Collected data entries
·····
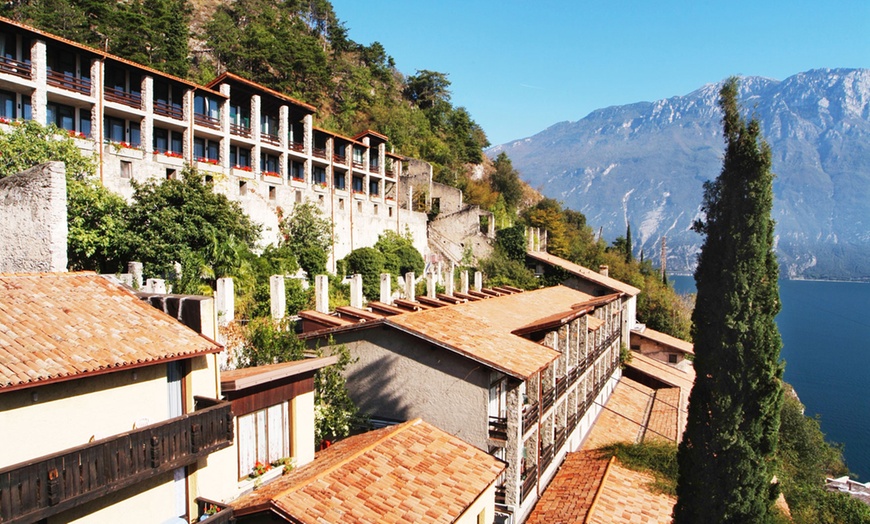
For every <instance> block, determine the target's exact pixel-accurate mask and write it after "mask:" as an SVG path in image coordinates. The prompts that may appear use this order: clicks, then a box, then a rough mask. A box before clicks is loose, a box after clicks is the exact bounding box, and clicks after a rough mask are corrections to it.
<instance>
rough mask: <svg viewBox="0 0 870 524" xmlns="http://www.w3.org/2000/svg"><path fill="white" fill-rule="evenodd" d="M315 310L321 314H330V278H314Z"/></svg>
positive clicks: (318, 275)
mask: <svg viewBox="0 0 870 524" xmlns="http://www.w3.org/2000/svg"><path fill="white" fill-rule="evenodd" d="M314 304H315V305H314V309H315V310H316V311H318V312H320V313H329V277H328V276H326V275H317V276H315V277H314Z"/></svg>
·····
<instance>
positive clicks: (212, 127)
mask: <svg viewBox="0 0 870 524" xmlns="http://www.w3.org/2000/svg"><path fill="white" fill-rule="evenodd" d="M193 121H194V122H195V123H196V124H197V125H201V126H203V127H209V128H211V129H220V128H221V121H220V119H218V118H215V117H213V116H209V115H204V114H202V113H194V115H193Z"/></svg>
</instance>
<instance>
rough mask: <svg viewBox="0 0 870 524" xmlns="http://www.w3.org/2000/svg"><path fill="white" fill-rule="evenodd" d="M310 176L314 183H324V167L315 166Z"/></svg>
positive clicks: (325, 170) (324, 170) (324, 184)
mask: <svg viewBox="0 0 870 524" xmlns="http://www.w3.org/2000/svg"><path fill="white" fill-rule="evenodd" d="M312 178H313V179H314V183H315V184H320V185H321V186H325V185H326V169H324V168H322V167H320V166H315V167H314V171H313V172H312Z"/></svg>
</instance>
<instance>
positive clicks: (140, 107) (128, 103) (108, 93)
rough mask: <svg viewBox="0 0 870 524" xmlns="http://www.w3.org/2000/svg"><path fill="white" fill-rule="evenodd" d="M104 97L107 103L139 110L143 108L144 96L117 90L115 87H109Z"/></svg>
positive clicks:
·····
Would you please repeat exactly the lines above, starting at the line with "positive clicks: (212, 127)" and stopping at the line with "positive clicks: (140, 107)", both included?

■ **Answer box**
positive clicks: (212, 127)
mask: <svg viewBox="0 0 870 524" xmlns="http://www.w3.org/2000/svg"><path fill="white" fill-rule="evenodd" d="M193 121H194V122H195V123H196V124H197V125H201V126H203V127H209V128H211V129H220V128H221V121H220V119H218V118H215V117H213V116H209V115H204V114H202V113H194V115H193Z"/></svg>
</instance>
<instance>
rough mask: <svg viewBox="0 0 870 524" xmlns="http://www.w3.org/2000/svg"><path fill="white" fill-rule="evenodd" d="M310 176L314 183H324V167L315 166Z"/></svg>
positive clicks: (325, 170) (324, 170) (324, 184)
mask: <svg viewBox="0 0 870 524" xmlns="http://www.w3.org/2000/svg"><path fill="white" fill-rule="evenodd" d="M312 178H313V179H314V183H315V184H320V185H321V186H325V185H326V169H324V168H322V167H320V166H315V167H314V171H313V172H312Z"/></svg>
</instance>
<instance>
positive clicks: (140, 107) (128, 103) (108, 93)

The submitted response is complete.